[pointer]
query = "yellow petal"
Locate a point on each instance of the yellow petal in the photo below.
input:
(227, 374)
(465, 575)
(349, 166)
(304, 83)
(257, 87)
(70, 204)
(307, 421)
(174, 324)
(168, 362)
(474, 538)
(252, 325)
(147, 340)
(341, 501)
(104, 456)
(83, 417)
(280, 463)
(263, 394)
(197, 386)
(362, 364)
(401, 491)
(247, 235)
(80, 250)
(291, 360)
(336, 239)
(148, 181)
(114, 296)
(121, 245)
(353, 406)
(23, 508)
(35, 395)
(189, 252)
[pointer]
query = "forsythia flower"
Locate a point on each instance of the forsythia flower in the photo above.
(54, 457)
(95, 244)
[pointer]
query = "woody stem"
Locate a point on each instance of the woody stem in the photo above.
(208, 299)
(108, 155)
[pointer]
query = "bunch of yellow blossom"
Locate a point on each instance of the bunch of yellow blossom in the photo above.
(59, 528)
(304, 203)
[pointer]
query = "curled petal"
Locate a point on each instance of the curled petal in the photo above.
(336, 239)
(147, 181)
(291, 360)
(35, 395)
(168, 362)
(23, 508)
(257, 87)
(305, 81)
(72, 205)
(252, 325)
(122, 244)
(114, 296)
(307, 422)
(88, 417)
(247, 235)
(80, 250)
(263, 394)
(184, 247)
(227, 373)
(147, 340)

-------------------------

=== WHAT YOU NEED TO DO ===
Output every record above exactly as it appears.

=== WRITTEN RESPONSE ===
[pointer]
query = "yellow petal"
Locate a point on each instance of the yellow petal in the photo below.
input:
(227, 374)
(465, 575)
(349, 166)
(304, 83)
(257, 87)
(70, 204)
(307, 421)
(174, 324)
(168, 362)
(474, 538)
(252, 325)
(147, 340)
(341, 501)
(104, 456)
(83, 417)
(280, 463)
(263, 394)
(197, 386)
(362, 364)
(401, 491)
(247, 235)
(80, 250)
(291, 360)
(336, 239)
(148, 181)
(114, 296)
(121, 245)
(353, 406)
(23, 508)
(35, 395)
(189, 252)
[pointer]
query = "forsythia flower"
Locate a point on each instance of the forsythia flower in the photo above.
(54, 457)
(95, 244)
[pointer]
query = "woody stem"
Locate a point on each instance of the woody stem in the photo above.
(208, 299)
(108, 155)
[pointer]
query = "bunch of yellow blossom"
Locate a point on each instance of the bunch of yellow blossom in the photo above.
(59, 528)
(304, 203)
[pointer]
query = "curled petal"
Locate a point on each instance of the curled petal in the photo above.
(336, 239)
(147, 181)
(291, 360)
(35, 395)
(168, 362)
(23, 508)
(257, 87)
(305, 81)
(72, 205)
(252, 325)
(122, 244)
(114, 296)
(307, 422)
(88, 417)
(247, 235)
(80, 250)
(263, 394)
(184, 247)
(227, 373)
(147, 340)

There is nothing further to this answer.